— Start Material for this exercise —

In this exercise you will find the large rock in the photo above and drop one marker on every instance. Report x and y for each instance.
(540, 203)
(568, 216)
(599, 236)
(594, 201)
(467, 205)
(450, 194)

— End Material for this exercise —

→ **The problem**:
Rewrite the entries with "large rock" replaced by "big stone", keeping everything else the same.

→ **Answer to this problem**:
In this exercise you will find the big stone in the photo above and drop one marker on every instance. Report x and y for each instance.
(540, 203)
(568, 216)
(599, 236)
(594, 201)
(467, 205)
(450, 194)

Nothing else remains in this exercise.